▶ _PROBLEM DETAILS_
Exactly as they appear, copy the lines of the listing from the one containing "Place one point per instance of the flagpole, the" through the final line, both included, and nothing else.

▶ _GIVEN INFORMATION_

===

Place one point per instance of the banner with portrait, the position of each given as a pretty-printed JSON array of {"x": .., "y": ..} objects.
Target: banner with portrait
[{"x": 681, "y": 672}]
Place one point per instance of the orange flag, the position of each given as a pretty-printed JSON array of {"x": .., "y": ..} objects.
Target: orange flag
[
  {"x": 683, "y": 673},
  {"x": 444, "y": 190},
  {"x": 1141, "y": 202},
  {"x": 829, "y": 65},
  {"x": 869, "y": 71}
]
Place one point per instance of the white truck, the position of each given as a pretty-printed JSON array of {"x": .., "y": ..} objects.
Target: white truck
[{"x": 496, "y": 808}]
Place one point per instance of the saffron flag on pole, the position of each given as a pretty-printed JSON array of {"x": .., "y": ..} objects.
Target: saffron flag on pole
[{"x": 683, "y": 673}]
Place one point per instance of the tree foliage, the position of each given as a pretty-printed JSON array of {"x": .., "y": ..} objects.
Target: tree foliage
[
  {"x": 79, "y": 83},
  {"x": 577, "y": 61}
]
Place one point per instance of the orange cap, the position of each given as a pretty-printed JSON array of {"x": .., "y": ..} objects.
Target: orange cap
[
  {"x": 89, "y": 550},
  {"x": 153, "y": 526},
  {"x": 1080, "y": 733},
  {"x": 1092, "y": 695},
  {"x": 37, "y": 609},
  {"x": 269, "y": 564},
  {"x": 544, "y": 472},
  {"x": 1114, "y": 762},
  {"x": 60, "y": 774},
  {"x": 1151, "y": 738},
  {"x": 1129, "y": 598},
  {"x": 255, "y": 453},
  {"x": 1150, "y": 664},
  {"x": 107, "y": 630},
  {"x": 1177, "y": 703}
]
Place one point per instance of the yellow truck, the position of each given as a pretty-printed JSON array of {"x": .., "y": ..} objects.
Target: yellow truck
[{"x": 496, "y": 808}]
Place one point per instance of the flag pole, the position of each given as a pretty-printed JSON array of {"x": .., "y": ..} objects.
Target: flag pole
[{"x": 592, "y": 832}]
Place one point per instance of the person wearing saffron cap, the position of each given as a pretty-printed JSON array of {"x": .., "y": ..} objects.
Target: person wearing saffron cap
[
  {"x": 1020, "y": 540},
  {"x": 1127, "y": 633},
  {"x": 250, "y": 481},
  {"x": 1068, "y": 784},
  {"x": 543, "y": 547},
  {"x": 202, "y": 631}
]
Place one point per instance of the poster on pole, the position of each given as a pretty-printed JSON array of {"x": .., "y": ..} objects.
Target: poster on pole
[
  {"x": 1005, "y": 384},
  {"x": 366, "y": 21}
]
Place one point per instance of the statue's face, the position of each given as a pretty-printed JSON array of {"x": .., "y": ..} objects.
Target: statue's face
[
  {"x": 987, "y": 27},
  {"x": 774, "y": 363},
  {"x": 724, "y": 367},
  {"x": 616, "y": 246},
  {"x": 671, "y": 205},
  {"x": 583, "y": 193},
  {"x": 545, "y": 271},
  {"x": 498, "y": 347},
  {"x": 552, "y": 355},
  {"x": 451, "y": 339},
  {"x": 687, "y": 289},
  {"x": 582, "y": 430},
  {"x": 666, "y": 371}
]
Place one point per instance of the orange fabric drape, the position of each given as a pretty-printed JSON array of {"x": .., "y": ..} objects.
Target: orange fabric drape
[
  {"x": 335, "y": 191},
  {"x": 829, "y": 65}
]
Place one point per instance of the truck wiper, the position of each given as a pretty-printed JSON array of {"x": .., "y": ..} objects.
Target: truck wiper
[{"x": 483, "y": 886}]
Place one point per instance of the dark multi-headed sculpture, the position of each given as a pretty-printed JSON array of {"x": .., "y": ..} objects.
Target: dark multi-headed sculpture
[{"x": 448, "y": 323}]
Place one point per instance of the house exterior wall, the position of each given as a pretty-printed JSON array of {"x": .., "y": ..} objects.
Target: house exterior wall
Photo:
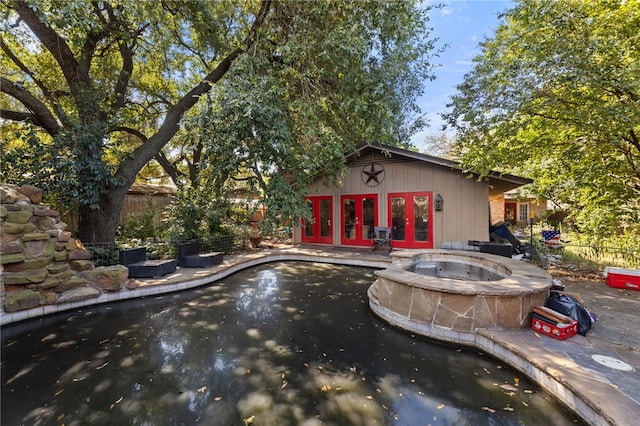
[
  {"x": 465, "y": 214},
  {"x": 496, "y": 204}
]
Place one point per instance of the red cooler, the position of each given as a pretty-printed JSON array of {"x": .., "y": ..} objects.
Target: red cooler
[{"x": 622, "y": 278}]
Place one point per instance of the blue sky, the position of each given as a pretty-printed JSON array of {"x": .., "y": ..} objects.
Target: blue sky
[{"x": 461, "y": 24}]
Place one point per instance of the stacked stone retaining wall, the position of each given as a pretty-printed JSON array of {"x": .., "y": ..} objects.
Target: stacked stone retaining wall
[{"x": 41, "y": 264}]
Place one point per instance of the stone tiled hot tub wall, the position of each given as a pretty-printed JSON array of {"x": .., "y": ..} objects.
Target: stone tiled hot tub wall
[{"x": 452, "y": 309}]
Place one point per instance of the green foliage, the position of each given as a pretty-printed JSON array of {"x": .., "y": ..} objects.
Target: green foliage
[
  {"x": 106, "y": 85},
  {"x": 555, "y": 95},
  {"x": 140, "y": 226}
]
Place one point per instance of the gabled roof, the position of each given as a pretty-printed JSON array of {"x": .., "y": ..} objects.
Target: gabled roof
[{"x": 498, "y": 182}]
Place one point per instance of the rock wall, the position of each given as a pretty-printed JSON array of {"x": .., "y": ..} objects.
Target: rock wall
[{"x": 41, "y": 264}]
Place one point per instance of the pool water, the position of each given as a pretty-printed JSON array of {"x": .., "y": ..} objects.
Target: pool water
[{"x": 288, "y": 343}]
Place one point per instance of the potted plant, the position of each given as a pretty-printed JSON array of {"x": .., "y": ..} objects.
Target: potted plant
[{"x": 255, "y": 238}]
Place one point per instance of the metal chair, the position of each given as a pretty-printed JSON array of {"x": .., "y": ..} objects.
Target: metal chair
[{"x": 381, "y": 237}]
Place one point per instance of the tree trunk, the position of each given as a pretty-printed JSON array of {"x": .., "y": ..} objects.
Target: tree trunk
[{"x": 99, "y": 225}]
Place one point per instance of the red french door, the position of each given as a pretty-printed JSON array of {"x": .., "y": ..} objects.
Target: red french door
[
  {"x": 411, "y": 219},
  {"x": 510, "y": 212},
  {"x": 318, "y": 230},
  {"x": 359, "y": 214}
]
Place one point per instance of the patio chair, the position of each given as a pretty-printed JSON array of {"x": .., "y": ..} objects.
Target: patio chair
[
  {"x": 551, "y": 238},
  {"x": 381, "y": 237}
]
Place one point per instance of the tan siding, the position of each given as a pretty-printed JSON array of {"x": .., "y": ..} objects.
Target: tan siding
[{"x": 465, "y": 215}]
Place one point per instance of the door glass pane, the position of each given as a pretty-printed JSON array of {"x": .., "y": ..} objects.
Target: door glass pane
[
  {"x": 325, "y": 218},
  {"x": 420, "y": 218},
  {"x": 308, "y": 224},
  {"x": 368, "y": 218},
  {"x": 398, "y": 218},
  {"x": 349, "y": 217}
]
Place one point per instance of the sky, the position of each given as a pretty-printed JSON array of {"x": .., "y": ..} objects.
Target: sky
[{"x": 461, "y": 24}]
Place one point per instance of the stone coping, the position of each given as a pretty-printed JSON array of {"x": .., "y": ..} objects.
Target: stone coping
[
  {"x": 519, "y": 278},
  {"x": 187, "y": 278},
  {"x": 580, "y": 389}
]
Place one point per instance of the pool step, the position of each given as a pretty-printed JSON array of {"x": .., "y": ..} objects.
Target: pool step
[{"x": 372, "y": 293}]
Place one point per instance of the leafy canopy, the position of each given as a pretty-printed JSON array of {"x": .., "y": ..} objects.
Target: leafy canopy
[{"x": 555, "y": 94}]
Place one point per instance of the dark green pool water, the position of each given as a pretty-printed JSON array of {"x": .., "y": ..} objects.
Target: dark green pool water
[{"x": 280, "y": 344}]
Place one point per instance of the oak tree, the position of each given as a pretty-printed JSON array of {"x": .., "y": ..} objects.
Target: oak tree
[
  {"x": 555, "y": 94},
  {"x": 95, "y": 91}
]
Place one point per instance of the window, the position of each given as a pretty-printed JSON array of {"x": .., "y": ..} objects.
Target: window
[{"x": 523, "y": 210}]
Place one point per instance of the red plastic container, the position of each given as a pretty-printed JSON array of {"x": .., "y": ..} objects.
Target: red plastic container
[
  {"x": 553, "y": 330},
  {"x": 622, "y": 278}
]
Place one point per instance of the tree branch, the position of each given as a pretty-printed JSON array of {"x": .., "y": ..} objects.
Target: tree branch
[
  {"x": 37, "y": 109},
  {"x": 56, "y": 45},
  {"x": 170, "y": 125}
]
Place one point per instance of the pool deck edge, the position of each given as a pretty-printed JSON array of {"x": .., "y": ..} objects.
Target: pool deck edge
[{"x": 586, "y": 391}]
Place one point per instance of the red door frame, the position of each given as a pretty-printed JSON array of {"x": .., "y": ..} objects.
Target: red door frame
[
  {"x": 358, "y": 222},
  {"x": 319, "y": 222},
  {"x": 514, "y": 206},
  {"x": 403, "y": 234}
]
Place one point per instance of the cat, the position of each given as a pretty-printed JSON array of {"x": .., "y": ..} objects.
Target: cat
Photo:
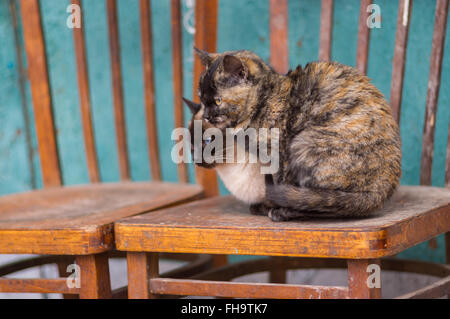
[{"x": 339, "y": 146}]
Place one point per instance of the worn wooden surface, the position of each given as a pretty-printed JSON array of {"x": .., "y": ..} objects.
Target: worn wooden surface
[
  {"x": 398, "y": 65},
  {"x": 149, "y": 84},
  {"x": 279, "y": 26},
  {"x": 434, "y": 84},
  {"x": 79, "y": 217},
  {"x": 358, "y": 279},
  {"x": 242, "y": 290},
  {"x": 40, "y": 90},
  {"x": 85, "y": 100},
  {"x": 95, "y": 282},
  {"x": 326, "y": 25},
  {"x": 222, "y": 225}
]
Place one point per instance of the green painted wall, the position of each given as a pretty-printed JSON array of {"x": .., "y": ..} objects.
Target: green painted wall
[{"x": 242, "y": 24}]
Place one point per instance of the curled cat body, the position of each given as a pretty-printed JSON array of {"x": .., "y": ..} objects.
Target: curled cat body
[{"x": 339, "y": 146}]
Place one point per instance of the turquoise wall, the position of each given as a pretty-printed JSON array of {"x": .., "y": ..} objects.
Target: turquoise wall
[{"x": 242, "y": 24}]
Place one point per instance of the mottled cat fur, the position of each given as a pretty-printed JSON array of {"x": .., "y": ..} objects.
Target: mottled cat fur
[{"x": 340, "y": 152}]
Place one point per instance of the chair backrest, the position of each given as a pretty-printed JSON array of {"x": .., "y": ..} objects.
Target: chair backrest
[
  {"x": 41, "y": 96},
  {"x": 206, "y": 12}
]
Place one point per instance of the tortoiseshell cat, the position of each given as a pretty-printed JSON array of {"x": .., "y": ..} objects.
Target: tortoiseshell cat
[{"x": 340, "y": 152}]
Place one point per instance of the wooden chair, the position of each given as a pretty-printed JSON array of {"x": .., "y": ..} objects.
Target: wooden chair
[
  {"x": 68, "y": 223},
  {"x": 222, "y": 225}
]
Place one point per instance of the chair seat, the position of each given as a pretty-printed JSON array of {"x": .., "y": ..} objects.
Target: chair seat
[
  {"x": 78, "y": 220},
  {"x": 223, "y": 225}
]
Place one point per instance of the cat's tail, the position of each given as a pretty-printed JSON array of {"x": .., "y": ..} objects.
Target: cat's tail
[{"x": 324, "y": 203}]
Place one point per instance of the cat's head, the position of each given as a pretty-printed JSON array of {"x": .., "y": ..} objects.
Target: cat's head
[
  {"x": 197, "y": 139},
  {"x": 229, "y": 86}
]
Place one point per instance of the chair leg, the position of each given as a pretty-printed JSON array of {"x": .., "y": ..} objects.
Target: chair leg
[
  {"x": 94, "y": 273},
  {"x": 220, "y": 260},
  {"x": 364, "y": 278},
  {"x": 447, "y": 248},
  {"x": 62, "y": 271},
  {"x": 447, "y": 252},
  {"x": 141, "y": 267},
  {"x": 278, "y": 275}
]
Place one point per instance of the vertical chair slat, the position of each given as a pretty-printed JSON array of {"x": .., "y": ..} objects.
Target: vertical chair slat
[
  {"x": 447, "y": 164},
  {"x": 85, "y": 102},
  {"x": 205, "y": 39},
  {"x": 149, "y": 87},
  {"x": 279, "y": 52},
  {"x": 437, "y": 52},
  {"x": 363, "y": 37},
  {"x": 119, "y": 113},
  {"x": 40, "y": 91},
  {"x": 326, "y": 25},
  {"x": 398, "y": 63},
  {"x": 177, "y": 65}
]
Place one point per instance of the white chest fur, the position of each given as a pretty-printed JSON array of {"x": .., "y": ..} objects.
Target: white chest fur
[{"x": 244, "y": 181}]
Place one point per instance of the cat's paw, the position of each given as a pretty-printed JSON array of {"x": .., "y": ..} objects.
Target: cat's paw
[
  {"x": 281, "y": 214},
  {"x": 258, "y": 209}
]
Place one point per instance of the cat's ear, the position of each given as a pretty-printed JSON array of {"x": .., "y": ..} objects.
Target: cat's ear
[
  {"x": 194, "y": 107},
  {"x": 234, "y": 66},
  {"x": 204, "y": 56}
]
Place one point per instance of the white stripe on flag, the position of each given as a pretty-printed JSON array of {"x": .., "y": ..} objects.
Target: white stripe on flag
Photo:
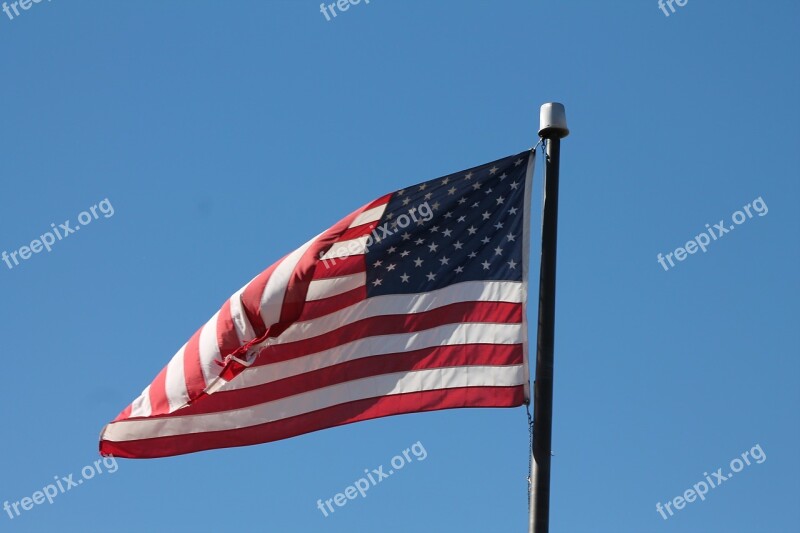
[
  {"x": 403, "y": 304},
  {"x": 275, "y": 289},
  {"x": 446, "y": 335},
  {"x": 325, "y": 288},
  {"x": 347, "y": 248},
  {"x": 372, "y": 387},
  {"x": 175, "y": 382},
  {"x": 370, "y": 215}
]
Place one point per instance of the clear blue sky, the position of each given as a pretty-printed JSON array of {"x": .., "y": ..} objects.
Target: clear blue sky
[{"x": 225, "y": 134}]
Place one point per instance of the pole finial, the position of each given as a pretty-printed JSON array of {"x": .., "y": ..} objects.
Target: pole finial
[{"x": 553, "y": 121}]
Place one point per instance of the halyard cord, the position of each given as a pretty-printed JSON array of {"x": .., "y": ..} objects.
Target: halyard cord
[
  {"x": 530, "y": 453},
  {"x": 528, "y": 403}
]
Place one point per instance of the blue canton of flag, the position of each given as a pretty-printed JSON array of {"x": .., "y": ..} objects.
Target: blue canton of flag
[{"x": 466, "y": 226}]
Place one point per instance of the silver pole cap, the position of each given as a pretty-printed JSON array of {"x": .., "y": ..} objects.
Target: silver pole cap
[{"x": 553, "y": 121}]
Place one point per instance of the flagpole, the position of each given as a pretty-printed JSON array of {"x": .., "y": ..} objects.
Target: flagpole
[{"x": 552, "y": 128}]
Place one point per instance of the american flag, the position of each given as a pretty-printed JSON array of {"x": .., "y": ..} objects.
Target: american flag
[{"x": 414, "y": 302}]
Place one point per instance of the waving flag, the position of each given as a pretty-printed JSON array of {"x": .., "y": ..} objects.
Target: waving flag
[{"x": 415, "y": 302}]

===

▶ _RESULT OF THE EXERCISE_
Place one point per instance of the flagpole, the position of each given as a pretty-printed JSON array of {"x": .., "y": ..} objects.
Target: flagpole
[{"x": 552, "y": 128}]
Place one point per instance of the american flag, the position of each given as a pretty-printed JSON array of {"x": .., "y": ..} objects.
Target: american flag
[{"x": 414, "y": 302}]
Place one point per instance of the waving flag, the position of each given as a pretty-printed JSON array of {"x": .., "y": ..} objects.
Target: waving flag
[{"x": 415, "y": 302}]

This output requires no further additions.